_Material provided_
---

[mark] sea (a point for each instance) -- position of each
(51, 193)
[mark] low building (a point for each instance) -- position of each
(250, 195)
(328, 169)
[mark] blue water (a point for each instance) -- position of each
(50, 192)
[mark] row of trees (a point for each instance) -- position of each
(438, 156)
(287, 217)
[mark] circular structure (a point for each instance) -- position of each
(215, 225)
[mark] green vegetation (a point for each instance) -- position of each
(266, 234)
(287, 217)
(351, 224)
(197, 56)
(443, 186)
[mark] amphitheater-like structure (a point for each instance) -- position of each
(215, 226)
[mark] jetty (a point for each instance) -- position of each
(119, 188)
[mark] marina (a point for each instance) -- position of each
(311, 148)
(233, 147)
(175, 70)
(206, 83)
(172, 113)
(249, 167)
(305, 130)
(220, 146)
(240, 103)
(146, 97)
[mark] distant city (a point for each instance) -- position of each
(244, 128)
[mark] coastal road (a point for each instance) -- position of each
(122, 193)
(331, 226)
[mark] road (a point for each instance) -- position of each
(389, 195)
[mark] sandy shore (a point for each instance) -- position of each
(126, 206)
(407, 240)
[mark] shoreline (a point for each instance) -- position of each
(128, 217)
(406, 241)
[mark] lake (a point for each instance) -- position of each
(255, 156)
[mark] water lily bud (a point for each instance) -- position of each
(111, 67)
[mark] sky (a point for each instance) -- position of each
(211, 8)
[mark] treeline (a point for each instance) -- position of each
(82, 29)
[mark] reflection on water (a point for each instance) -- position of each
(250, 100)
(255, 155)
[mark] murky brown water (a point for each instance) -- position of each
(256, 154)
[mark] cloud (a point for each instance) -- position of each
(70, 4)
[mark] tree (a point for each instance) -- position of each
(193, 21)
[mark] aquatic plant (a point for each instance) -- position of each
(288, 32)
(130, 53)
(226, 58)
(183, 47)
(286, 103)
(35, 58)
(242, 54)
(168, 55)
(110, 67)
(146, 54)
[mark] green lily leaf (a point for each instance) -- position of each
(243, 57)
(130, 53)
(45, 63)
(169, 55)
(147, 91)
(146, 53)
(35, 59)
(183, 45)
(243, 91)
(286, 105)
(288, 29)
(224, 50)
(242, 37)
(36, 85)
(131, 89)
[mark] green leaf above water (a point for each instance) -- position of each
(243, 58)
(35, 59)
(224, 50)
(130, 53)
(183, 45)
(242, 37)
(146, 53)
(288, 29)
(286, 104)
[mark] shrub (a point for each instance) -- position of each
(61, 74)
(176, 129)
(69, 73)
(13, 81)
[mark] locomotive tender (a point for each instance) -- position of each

---

_Exercise goal_
Output the complete data verbatim.

_Written response_
[mark] sea (a point for each instance) -- position of each
(51, 193)
[mark] low building (a point for each instance) -- position of each
(250, 195)
(328, 169)
[mark] blue water (a point for each instance) -- position of each
(50, 192)
[mark] row of trees (a point for each instance) -- position of each
(438, 156)
(287, 217)
[mark] circular structure (a point for each instance) -- position of each
(215, 225)
[mark] green vegetation (a point for each instance) -- position of each
(266, 234)
(287, 217)
(351, 224)
(197, 56)
(443, 186)
[mark] amphitheater-like structure (a point for each instance) -- position of each
(215, 226)
[mark] jetty (a point for each instance) -- position of each
(119, 188)
[mark] marina (a point for each instance) -- position of each
(311, 148)
(233, 147)
(175, 70)
(206, 83)
(172, 113)
(249, 167)
(305, 130)
(220, 146)
(240, 103)
(146, 97)
[mark] distant city (a point for each instance) -- position of each
(244, 128)
[mark] coastal road (a point for each instance) -- position of each
(122, 193)
(331, 226)
[mark] road (a point for each instance) -- position of each
(389, 195)
[mark] sandy shore (a point for each instance) -- position of each
(126, 206)
(407, 240)
[mark] shoreline (a point for each instance) -- position of each
(128, 217)
(406, 241)
[mark] lake (a point for each instance) -- position of each
(255, 156)
[mark] water lily bud (a point for each instance) -- position of each
(111, 67)
[mark] sky (a point for each instance) -- position of each
(211, 8)
[mark] treeline (a point for each instance) -- position of each
(82, 29)
[mark] reflection on water (a point for each instance) -- position of each
(250, 100)
(255, 155)
[mark] murky brown water (a point for each instance) -- position of each
(256, 154)
[mark] cloud (a point for each instance) -- position of each
(70, 4)
[mark] tree (a point for each instance) -- position of each
(193, 21)
[mark] aquatic plant (a point for each instance) -- position of each
(288, 32)
(130, 53)
(226, 58)
(183, 47)
(286, 103)
(35, 58)
(242, 54)
(168, 55)
(110, 67)
(146, 54)
[mark] green lily leaf (a point for each instance) -- position of each
(243, 57)
(130, 53)
(45, 63)
(169, 55)
(147, 91)
(146, 53)
(35, 59)
(183, 45)
(243, 91)
(286, 105)
(288, 29)
(224, 50)
(242, 37)
(36, 85)
(131, 89)
[mark] green leaf above water (a point for each instance) -- position of each
(243, 58)
(35, 59)
(224, 50)
(130, 53)
(183, 45)
(242, 37)
(146, 53)
(288, 29)
(286, 104)
[mark] shrub (a point for each instance) -- position of each
(61, 74)
(176, 129)
(69, 73)
(13, 81)
[mark] locomotive tender (a point for each instance) -- position of each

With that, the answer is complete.